[Exercise description] Repeat, exactly and alone, every line from the line that contains "Reviewer note: check that each instance of the ceiling fan light" to the end of the entries.

[Supplied records]

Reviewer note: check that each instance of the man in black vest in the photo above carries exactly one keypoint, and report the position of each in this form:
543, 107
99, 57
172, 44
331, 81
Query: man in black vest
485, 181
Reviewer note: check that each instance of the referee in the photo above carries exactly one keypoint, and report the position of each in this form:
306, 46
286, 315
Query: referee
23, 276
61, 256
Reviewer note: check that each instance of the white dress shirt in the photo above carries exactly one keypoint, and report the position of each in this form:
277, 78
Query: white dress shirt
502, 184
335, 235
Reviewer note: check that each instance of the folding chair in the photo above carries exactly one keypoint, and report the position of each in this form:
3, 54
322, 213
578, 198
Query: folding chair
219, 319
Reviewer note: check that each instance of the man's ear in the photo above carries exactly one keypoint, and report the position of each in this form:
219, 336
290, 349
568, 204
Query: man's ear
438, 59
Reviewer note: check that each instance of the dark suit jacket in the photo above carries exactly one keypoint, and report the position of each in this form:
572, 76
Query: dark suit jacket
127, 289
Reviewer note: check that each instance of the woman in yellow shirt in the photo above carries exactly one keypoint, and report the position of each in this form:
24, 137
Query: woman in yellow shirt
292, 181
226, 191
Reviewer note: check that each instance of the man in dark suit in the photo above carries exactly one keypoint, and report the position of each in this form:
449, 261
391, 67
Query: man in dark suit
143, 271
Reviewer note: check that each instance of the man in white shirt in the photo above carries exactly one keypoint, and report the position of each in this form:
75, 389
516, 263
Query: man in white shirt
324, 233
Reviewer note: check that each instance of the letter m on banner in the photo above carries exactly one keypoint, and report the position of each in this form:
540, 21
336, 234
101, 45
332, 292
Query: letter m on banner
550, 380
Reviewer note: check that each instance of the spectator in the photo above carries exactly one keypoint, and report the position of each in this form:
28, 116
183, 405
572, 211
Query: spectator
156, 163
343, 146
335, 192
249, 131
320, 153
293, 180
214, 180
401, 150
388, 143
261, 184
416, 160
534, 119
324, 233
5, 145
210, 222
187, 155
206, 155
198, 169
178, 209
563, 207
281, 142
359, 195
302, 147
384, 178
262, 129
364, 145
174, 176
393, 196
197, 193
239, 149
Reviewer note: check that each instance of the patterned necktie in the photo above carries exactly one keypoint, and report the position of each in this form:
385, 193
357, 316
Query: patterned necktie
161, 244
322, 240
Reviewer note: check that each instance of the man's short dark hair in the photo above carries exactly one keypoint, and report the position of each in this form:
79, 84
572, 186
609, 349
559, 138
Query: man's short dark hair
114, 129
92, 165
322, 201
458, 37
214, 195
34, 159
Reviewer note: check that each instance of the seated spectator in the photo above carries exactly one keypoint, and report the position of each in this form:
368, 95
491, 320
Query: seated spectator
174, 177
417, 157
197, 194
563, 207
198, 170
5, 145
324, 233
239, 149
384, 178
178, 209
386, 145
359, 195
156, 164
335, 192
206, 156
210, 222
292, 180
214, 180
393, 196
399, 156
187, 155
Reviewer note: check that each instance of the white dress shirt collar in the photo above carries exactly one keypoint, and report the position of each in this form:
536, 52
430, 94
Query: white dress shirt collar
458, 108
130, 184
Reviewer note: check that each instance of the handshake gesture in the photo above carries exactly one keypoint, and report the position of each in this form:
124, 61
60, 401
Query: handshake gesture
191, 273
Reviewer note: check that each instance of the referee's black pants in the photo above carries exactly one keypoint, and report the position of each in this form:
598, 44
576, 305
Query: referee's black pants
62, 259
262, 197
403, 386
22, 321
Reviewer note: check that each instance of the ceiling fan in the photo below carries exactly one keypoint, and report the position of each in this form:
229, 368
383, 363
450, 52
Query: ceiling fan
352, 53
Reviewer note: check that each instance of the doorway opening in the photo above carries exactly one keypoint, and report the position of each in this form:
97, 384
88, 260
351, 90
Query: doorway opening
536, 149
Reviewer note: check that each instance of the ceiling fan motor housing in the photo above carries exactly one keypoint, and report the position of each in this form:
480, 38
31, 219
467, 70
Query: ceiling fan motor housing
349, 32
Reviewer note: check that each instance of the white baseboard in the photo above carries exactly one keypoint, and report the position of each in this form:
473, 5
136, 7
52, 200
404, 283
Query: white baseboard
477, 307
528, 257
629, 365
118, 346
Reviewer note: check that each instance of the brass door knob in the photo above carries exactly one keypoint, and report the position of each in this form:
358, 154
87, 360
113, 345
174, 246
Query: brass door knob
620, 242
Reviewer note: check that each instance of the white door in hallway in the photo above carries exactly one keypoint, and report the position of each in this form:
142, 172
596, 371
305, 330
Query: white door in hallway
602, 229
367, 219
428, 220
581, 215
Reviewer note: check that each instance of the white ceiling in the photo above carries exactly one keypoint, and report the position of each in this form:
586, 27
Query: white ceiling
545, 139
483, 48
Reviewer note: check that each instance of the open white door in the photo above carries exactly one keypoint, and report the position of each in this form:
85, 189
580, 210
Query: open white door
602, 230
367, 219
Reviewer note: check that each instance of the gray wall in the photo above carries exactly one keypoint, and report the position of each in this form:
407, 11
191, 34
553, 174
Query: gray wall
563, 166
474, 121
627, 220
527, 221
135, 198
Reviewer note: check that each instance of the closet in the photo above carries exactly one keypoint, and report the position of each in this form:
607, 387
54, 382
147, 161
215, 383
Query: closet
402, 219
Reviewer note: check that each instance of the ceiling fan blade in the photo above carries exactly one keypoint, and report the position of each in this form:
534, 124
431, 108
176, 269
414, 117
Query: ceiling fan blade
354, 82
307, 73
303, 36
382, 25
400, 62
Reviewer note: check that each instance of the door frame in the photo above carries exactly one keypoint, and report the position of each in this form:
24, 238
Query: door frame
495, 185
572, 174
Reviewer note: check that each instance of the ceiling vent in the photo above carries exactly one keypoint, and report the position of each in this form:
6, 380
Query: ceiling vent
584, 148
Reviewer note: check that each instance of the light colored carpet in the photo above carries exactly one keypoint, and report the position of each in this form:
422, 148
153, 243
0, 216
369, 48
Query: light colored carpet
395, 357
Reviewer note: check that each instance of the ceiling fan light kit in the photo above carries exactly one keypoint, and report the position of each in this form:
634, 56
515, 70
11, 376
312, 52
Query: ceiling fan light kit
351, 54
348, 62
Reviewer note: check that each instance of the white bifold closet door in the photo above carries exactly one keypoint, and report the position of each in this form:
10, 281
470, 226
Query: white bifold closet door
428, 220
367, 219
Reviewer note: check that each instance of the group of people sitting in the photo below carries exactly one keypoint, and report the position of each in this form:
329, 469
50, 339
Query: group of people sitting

[Correct response]
Reviewer note: check that each instance of the ceiling fan light kit in the photo above carries exactly one keypoint, and report the position of each in this form:
634, 56
515, 70
11, 376
312, 52
Query: ceiling fan light kit
351, 54
348, 62
Reviewer note: check that each instance of the white bifold closet door in the photo above carries exactly one keypoint, and report the position of each in this form:
10, 281
470, 226
Query: white bifold closet door
428, 220
367, 219
Reviewer note: check that each instance of the group of people sitting in the photo below carries exactly one keypoint, and report the position of each in this form:
329, 469
50, 339
Query: group of people sitting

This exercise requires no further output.